TEXT UNDER STUDY:
Dick Biondi hopes to keep on spinning

Dick Biondi

Dick Biondi

It’s been six weeks since Dick Biondi was sidelined from WLS FM 94.7, but if the legendary Radio Hall of Famer has his way, he’ll soon be riding the late-night airwaves again.

“To be very honest, I’m going crazy sitting here and waiting to go back to work,” Biondi said Monday in a phone conversation from home.

Bosses of the Cumulus Media classic hits stations are no less eager to have Biondi return to his show, which airs from 11 p.m. to 2 a.m. Monday through Friday. “We have got the door open for him whenever he feels like coming back,” said Jan Jeffries, senior vice president of corporate programming and program director of WLS FM. “He’ll always be our guy.”

Biondi, 82, said he spent three days last month in the hospital where he was treated for an irregular heartbeat and dehydration. (Friends said he also was battling the flu at the time.) On the day he returned home, he slipped and fell, suffering multiple nasal fractures.

SOURCE DATA:
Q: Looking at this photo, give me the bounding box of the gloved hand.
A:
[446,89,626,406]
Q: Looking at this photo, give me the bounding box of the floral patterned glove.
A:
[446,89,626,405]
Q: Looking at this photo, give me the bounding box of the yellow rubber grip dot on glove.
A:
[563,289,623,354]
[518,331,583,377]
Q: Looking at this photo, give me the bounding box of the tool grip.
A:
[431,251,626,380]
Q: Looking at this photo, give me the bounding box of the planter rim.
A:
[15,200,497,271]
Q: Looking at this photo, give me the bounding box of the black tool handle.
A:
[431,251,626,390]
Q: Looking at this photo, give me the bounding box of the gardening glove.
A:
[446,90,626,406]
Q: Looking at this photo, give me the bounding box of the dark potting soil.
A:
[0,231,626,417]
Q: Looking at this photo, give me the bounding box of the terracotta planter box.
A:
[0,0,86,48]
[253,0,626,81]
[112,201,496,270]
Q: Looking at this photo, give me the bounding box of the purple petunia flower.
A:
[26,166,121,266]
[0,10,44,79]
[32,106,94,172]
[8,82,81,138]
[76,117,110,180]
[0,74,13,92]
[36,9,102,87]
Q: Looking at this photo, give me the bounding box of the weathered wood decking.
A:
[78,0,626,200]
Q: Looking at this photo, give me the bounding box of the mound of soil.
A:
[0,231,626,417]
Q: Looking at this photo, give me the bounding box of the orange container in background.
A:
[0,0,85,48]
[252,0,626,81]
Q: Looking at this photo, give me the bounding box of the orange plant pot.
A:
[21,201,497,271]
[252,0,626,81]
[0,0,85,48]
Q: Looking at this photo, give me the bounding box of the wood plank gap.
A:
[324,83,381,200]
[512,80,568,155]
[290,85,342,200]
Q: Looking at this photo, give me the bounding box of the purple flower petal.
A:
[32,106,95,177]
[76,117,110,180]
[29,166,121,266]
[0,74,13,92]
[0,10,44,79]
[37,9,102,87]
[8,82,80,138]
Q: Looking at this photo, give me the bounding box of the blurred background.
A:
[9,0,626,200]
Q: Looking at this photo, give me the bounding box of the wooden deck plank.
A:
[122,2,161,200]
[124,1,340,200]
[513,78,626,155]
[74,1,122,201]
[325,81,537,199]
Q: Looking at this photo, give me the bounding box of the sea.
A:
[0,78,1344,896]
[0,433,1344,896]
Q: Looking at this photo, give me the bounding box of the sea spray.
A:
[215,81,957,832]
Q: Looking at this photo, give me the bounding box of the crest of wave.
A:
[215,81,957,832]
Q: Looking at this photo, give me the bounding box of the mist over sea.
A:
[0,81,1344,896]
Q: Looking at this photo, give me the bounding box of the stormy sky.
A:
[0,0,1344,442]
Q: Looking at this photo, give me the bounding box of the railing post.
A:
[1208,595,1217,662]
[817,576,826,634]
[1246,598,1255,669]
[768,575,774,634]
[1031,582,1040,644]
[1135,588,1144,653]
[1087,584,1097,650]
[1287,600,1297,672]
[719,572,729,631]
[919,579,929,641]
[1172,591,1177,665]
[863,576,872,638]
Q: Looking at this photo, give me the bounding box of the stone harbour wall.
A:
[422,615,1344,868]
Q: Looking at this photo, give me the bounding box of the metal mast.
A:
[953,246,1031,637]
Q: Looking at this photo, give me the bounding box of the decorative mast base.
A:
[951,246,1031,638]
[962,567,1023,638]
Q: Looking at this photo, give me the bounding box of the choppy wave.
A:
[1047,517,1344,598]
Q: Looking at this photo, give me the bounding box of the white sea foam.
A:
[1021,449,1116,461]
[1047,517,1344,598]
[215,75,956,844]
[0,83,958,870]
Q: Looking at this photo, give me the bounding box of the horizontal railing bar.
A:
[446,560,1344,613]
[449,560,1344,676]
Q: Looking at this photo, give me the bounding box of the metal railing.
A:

EXERCISE SET:
• 1. List every illness or injury that the Dick Biondi article says Biondi dealt with.
• 2. Pick up the Dick Biondi article after its final sentence and carry it on.

ANSWERS FOR THE EXERCISE:
• 1.
- Irregular heartbeat
- Dehydration
- Flu
- Multiple nasal fractures

• 2.
Since then, Biondi insists he’s been feeling “much better” and hopes to receive a clean bill of health later this week. “Friday is my next appointment with the doctor, and if he says I can go to work, I will be going down next Monday,” he said.

Until Biondi returns, John Records Landecker has added an hour to his evening show, which now airs from 8 p.m. to midnight, followed by Jeff Davis, who’s voice-tracking from Los Angeles from midnight to 2 a.m.

This marks the longest Biondi has ever been off the air for health reasons. "The Wild I-tralian" has been synonymous with rock ’n’ roll radio in Chicago since 1960 when he started at Top 40 WLS AM 890 and drew an unfathomable 60 percent of all nighttime listeners.